=== Source passage ===
== Segment start ==
Here, the undisputed evidence shows that Plaintiff did not purchase a new vehicle; he purchased a used vehicle. (DSS 33.) Further, the Vehicle was sold “AS-IS – NO DEALER WARRANTY.” (DSS 36.)

 

In support for the motion for summary adjudication, Defendant argues that Song-Beverly imposes obligations on retailers of used vehicles only when the “distributor or retail seller mak[es] express warranties” which Defendant Cerritos Nissan asserts that it did not. (DSS 33-36.)

In opposition, Plaintiff argues that Defendant made an express warranty regarding he Vehicle.

 

An existing transferable manufacturer express warranty does not trigger application of Song-Beverly for a used vehicle; rather, as noted above, to trigger application of Song-Beverly for a retail seller of used goods, the seller must be the issuer of an express warranty.

 

            In particular, Plaintiff – citing Reveles v. Toyota by the Bay (1997) 57 Cal.App.4th 1139 – argues the service contract with Defendant Cerritos Nissan created an express warranty.
== Segment end ==
=== Data to examine ===
== Segment start ==
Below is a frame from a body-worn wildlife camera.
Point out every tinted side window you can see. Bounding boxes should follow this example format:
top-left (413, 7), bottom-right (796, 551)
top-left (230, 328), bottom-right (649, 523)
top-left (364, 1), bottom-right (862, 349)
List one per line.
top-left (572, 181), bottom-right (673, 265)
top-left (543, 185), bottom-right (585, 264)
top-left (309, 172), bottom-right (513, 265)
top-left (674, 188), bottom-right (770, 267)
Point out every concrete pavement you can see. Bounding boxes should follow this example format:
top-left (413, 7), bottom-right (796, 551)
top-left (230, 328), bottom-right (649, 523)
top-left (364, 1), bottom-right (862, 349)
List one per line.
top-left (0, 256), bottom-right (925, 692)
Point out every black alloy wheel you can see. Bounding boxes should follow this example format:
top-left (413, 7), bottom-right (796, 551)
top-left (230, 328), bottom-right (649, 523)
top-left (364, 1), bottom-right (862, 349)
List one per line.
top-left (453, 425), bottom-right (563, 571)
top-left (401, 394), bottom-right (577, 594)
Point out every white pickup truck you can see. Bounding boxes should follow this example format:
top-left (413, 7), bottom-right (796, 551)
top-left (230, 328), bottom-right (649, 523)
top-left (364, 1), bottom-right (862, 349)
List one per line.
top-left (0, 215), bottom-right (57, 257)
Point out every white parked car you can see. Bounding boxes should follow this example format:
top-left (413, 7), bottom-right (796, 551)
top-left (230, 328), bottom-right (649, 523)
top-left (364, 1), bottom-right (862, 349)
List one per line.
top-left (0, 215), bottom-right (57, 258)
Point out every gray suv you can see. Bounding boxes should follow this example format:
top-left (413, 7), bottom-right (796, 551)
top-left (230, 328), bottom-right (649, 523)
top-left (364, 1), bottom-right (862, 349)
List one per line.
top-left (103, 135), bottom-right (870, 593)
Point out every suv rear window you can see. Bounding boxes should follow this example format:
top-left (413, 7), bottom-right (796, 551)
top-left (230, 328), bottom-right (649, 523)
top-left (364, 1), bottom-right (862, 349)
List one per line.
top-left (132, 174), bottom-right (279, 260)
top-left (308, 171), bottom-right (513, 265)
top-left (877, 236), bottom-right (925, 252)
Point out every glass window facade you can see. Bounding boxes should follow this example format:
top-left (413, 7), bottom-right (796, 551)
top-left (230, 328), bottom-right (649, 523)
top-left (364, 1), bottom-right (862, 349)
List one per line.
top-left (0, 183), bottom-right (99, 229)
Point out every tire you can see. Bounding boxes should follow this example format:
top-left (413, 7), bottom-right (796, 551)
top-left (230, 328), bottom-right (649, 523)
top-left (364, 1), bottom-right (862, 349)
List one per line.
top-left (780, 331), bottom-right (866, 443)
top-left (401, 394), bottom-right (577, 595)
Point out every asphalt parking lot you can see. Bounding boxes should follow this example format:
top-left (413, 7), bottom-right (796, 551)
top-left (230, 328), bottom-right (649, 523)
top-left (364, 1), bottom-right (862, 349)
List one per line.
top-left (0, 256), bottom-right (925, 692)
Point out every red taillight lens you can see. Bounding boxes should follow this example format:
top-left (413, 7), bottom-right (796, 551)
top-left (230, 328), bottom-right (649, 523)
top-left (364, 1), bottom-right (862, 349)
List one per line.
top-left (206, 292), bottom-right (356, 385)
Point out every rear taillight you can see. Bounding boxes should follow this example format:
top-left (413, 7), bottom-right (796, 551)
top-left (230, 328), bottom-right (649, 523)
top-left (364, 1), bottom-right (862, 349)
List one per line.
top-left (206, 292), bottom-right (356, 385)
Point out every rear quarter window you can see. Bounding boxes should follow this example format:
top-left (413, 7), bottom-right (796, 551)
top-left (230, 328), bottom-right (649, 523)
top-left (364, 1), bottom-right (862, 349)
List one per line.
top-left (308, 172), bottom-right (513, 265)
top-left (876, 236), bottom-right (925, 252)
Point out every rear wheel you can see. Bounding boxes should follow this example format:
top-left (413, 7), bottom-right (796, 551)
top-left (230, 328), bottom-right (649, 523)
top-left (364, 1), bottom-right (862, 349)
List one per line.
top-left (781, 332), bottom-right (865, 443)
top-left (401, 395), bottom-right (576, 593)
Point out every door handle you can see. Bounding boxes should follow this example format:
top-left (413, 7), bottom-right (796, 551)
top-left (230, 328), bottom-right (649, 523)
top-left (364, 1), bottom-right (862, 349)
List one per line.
== Segment end ==
=== What you should do ===
Copy out the full court passage on the used-vehicle warranty claim, word for word. Rely only on the court passage and on nothing outside it.

=== Expected answer ===
Here, the undisputed evidence shows that Plaintiff did not purchase a new vehicle; he purchased a used vehicle. (DSS 33.) Further, the Vehicle was sold “AS-IS – NO DEALER WARRANTY.” (DSS 36.)

 

In support for the motion for summary adjudication, Defendant argues that Song-Beverly imposes obligations on retailers of used vehicles only when the “distributor or retail seller mak[es] express warranties” which Defendant Cerritos Nissan asserts that it did not. (DSS 33-36.)

In opposition, Plaintiff argues that Defendant made an express warranty regarding he Vehicle.

 

An existing transferable manufacturer express warranty does not trigger application of Song-Beverly for a used vehicle; rather, as noted above, to trigger application of Song-Beverly for a retail seller of used goods, the seller must be the issuer of an express warranty.

 

            In particular, Plaintiff – citing Reveles v. Toyota by the Bay (1997) 57 Cal.App.4th 1139 – argues the service contract with Defendant Cerritos Nissan created an express warranty.